Short exercise 1 >>
Please answer these questions about the Arcanist class description:
(a) How many skill points does an Arcanist gain?
(b) How many new spells does an Arcanist automatically learn per level?
(c) Which two ability scores grant the Arcanist bonus spells?
Short exercise 2 >> Carry on with the Arcanist class description, starting after its last sentence.

Extract provided >>
────────────────
Skills: 2 + Int mod, gaining all skills on both the Wizard and Sorcerer skill lists
 
Spellcasting: The Arcanist can cast a certain number of Arcane spells per day, as listed above in Spells per Day. However, Arcanists do not cast spells from specific slots the way a wizard does. Instead, they choose a number of spells to prepare each day as shown above.  The arcanist can then cast any of her prepared spells as many times as she likes, up to the maximum limit of spells per day on the chart above + bonus spells for both high Intelligence AND high Charisma. An Arcanist automatically learns three new spells per level, including her Signature Spells for that level, if they are spells the Arcanist does not yet know. 
 
Signature Spells: The Arcanist gains a small number of signature spells, for which she has an innate talent. These spells are always considered prepared, even if the Arcanist has not had enough time to rest and prepare a new set of spells for the day.
────────────────
Dataset section >>
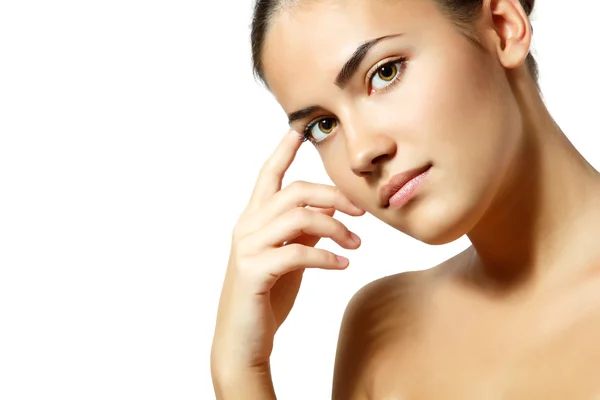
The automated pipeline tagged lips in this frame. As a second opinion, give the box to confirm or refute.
[379,164,431,207]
────────────────
Reply 1 >>
(a) 2 + Int mod.
(b) Three.
(c) Intelligence and Charisma.

Reply 2 >>
Bonus Feat: As the wizard ability
 
Reactive Epiphany: As the self-proclaimed masters of the arcane, Arcanists are always eager to pick up new spells wherever they can find them. On a successful Spellcraft check, DC 20+Spell Level, an Arcanist who views an opponent cast any spell on the Arcanist spell list as an arcane spell can learn the spell. This check takes a penalty, however, if the caster the Arcanist views does not use Altanian magic or simple magic (core-PH classes). She must still write in down in her spellbook before she can prepare it, however.
 
Sigil of Power: Each Arcanist has a unique Arcane Mark called a Sigil of Power, which is located somewhere on her body and connects her to the eldritch flows. Once per day, the Arcanist may tap her Sigil to gain a +1 to caster level for a single spell, which does not require an action.
 
Greater Sigil: The Arcanist's Sigil becomes more powerful, allowing her to add +1 to DC as well as +1 to caster level for a single spell, without expending an action. She may now use this ability twice a day.
 
Major Sigil: The Arcanist's Sigil gains limited sentience from fragments of the Arcanist's own mind connected to the eldritch flows. Instead of increasing caster level and DC, the Arcanist may opt to connect her spell to this sentience, releasing any eligible spell as a Living Spell (see MM3). If the Living Spell was instantaneous, it dissipates after delivering its effect. If it has a duration, it remains for that duration. If the spell requires Concentration, this does not remove that requirement.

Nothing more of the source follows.